(Actions to take):
A) Duplicate the part of the legal proceedings text that runs from "The court ruled" down to "the Ninth Circuit.".
B) Go on with the text about the legal proceedings, picking up right after its final sentence.

(Text shown):
IDACORP, IPC and IE had this action removed from the
state court to the United States District Court for the Western District of
Washington at Tacoma. On November 12, 2002,
the companies filed a motion to dismiss Grays Harbor's complaint, asserting
that the Federal District Court lacked jurisdiction as the matter is preempted
under the Federal Power Act (FPA) by the FERC.
The court ruled in favor of the companies' motion to dismiss and
dismissed the case with prejudice on January 28, 2003. On February 25, 2003, Grays Harbor filed a
Notice of Appeal, appealing the final judgment of dismissal to the United
States Court of Appeals for the Ninth Circuit.
The companies intend to vigorously defend their position on appeal.
State of
California Attorney General: The
California Attorney General (AG) filed the complaint in this case in the
California Superior Court in San Francisco on May 30, 2002. This is one of thirteen virtually identical
cases brought by the AG against various sellers of power in the California
market, seeking civil penalties pursuant to California's unfair competition law
- - California Business and Professions Code Section 17200. Section 17200 defines unfair competition as
any "unlawful, unfair or fraudulent business act or practice . .
.." The AG alleges that IPC engaged
in unlawful conduct by violating the FPA in two respects: (1) by failing to
file its rates with the FERC as required by the FPA; and (2) charging unjust
and unreasonable rates in violation of the FPA. The AG alleged that there were "thousands of . . . sales or
purchases" for which IPC failed to file its rates, and that IPC charged
unjust and unreasonable rates on "thousands of occasions." Pursuant to Business and Professions Code
Section 17206, the AG seeks civil penalties of up to $2,500 for each alleged
violation. On June 25, 2002, IPC
removed the action to federal court, and on July 25, 2002, the AG filed a
motion to remand back to state court.

[Data entries]
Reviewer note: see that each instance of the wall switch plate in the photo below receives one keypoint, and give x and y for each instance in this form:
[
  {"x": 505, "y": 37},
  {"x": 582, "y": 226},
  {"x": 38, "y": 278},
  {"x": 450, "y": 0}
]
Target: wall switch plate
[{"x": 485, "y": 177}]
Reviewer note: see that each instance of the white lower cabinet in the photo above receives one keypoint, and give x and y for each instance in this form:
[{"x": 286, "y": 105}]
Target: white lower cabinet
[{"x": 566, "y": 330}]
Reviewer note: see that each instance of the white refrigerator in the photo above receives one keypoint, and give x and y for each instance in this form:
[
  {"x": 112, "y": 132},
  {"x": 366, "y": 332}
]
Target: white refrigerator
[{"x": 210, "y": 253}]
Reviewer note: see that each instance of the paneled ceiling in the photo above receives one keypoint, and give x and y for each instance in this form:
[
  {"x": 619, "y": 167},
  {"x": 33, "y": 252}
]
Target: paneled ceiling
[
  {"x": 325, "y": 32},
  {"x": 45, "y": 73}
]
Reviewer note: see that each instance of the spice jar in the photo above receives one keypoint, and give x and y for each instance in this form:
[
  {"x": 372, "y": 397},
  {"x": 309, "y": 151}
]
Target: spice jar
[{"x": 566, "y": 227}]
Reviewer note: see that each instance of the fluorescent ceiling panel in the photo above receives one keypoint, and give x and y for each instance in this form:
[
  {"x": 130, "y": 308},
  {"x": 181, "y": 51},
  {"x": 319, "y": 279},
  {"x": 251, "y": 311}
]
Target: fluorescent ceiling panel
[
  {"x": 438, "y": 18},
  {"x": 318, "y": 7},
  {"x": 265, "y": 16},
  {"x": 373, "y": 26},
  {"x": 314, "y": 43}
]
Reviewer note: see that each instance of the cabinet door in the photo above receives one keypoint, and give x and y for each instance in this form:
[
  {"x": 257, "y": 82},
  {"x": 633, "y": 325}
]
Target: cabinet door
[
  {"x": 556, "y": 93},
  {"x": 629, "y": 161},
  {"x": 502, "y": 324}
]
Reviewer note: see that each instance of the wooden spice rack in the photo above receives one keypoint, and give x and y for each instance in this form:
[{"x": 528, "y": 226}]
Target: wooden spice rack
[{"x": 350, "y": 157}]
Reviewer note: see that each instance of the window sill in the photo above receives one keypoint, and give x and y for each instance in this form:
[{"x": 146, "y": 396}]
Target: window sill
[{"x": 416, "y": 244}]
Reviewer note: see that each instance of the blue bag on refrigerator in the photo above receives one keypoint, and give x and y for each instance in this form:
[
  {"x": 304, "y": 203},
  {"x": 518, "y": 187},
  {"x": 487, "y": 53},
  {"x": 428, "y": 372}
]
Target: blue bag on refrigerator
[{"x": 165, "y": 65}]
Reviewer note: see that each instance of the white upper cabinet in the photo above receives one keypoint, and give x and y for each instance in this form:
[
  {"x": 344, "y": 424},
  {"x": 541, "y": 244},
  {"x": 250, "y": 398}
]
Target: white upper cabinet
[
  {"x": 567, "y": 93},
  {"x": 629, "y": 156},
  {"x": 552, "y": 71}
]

(Expected outputs):
A)
The court ruled in favor of the companies' motion to dismiss and
dismissed the case with prejudice on January 28, 2003. On February 25, 2003, Grays Harbor filed a
Notice of Appeal, appealing the final judgment of dismissal to the United
States Court of Appeals for the Ninth Circuit.

B)
On March 25, 2003, the Court denied the AG's motion to remand and
granted IPC's motion to dismiss the case based upon grounds of federal
preemption and the filed rate doctrine.
On March 28, 2003, the AG filed a Notice of Appeal, appealing from the
Court's final judgment dismissing the action to the United States Court of
Appeals for the Ninth Circuit. IPC
intends to vigorously defend its position on appeal and believes this matter
will not have a material adverse effect on its consolidated financial position,
results of operations or cash flows.
Wholesale
Electricity Antitrust Cases I & II: These
cross-actions against IE and IPC emerge from multiple California state court
proceedings first initiated in late 2000 against various power generators/marketers
by various California municipalities and citizens, including California
Lieutenant Governor Cruz Bustamante and California legislator Barbara Matthews
in their personal capacities. Suit was
filed against entities including Reliant Energy Services, Inc., Reliant Ormond
Beach, L.L.C., Reliant Energy Etiwanda, L.L.C., Reliant Energy Ellwood, L.L.C.,
Reliant Energy Mandalay, L.L.C., and Reliant Energy Coolwater, L.L.C.
(collectively, Reliant); and Duke Energy Trading and Marketing, L.L.C., Duke Energy
Morro Bay, L.L.C., Duke Energy Moss Landing, L.L.C., Duke Energy South Bay,
L.L.C., Duke Energy Oakland, L.L.C. (collectively, Duke). While varying in some particulars, these
cases made a common claim that Reliant, Duke and certain others (not including
IE or IPC) colluded to influence the price of electricity in the California
wholesale electricity market.
Plaintiffs asserted various claims that the defendants violated
California Antitrust Law (the Cartwright Act), Business & Professions Code
Section 16720, et seq., and
California's Unfair Competition Law, Business & Professions Code Section
17200, et seq. Among the acts complained of are bid
rigging, information exchanges, withholding of power and various other wrongful
acts. These actions were subsequently
consolidated, resulting in the filing of Plaintiffs' Master Complaint (PMC) in
San Diego Superior Court on March 8, 2002.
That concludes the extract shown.